Excerpt provided ::
** start **
I’ve been thinking lately, because that’s what we introverts do. We think. A lot. That’s why we’re so damn smart.
Clicking on the dashboard icon on my ancient 6-year old MacBook pops up a Widgets selection. The one I use most is the Oxford American Dictionary/Thesaurus. I was a little disappointed to find these definitions:
Introvert: a shy, reticent and typically self-centered person. A person predominantly concerned with their own thoughts and feelings rather than with external things.
Extrovert: an outgoing, overtly expressive person. A person predominantly concerned with external things or objective considerations.
My alarm goes off a good two and a half hours before I am due at work. In the who-can-get-out-of-the-house-fastest competition, I lose. People are amazed. “What do you DO in the morning?”
** end **
Saved entries:
** start **
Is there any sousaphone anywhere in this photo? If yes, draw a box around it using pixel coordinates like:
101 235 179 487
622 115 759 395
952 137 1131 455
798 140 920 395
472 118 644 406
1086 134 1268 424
** end **
Requirement 1 :: In the piece on introverts, what reason does the writer give for introverts being so smart?
Requirement 2 :: Repeat the piece on introverts from "I’ve been thinking" to "or objective considerations.".

Correct result 1 :: The writer says introverts are so smart because they think, and they think a lot.

Correct result 2 ::
I’ve been thinking lately, because that’s what we introverts do. We think. A lot. That’s why we’re so damn smart.
Clicking on the dashboard icon on my ancient 6-year old MacBook pops up a Widgets selection. The one I use most is the Oxford American Dictionary/Thesaurus. I was a little disappointed to find these definitions:
Introvert: a shy, reticent and typically self-centered person. A person predominantly concerned with their own thoughts and feelings rather than with external things.
Extrovert: an outgoing, overtly expressive person. A person predominantly concerned with external things or objective considerations.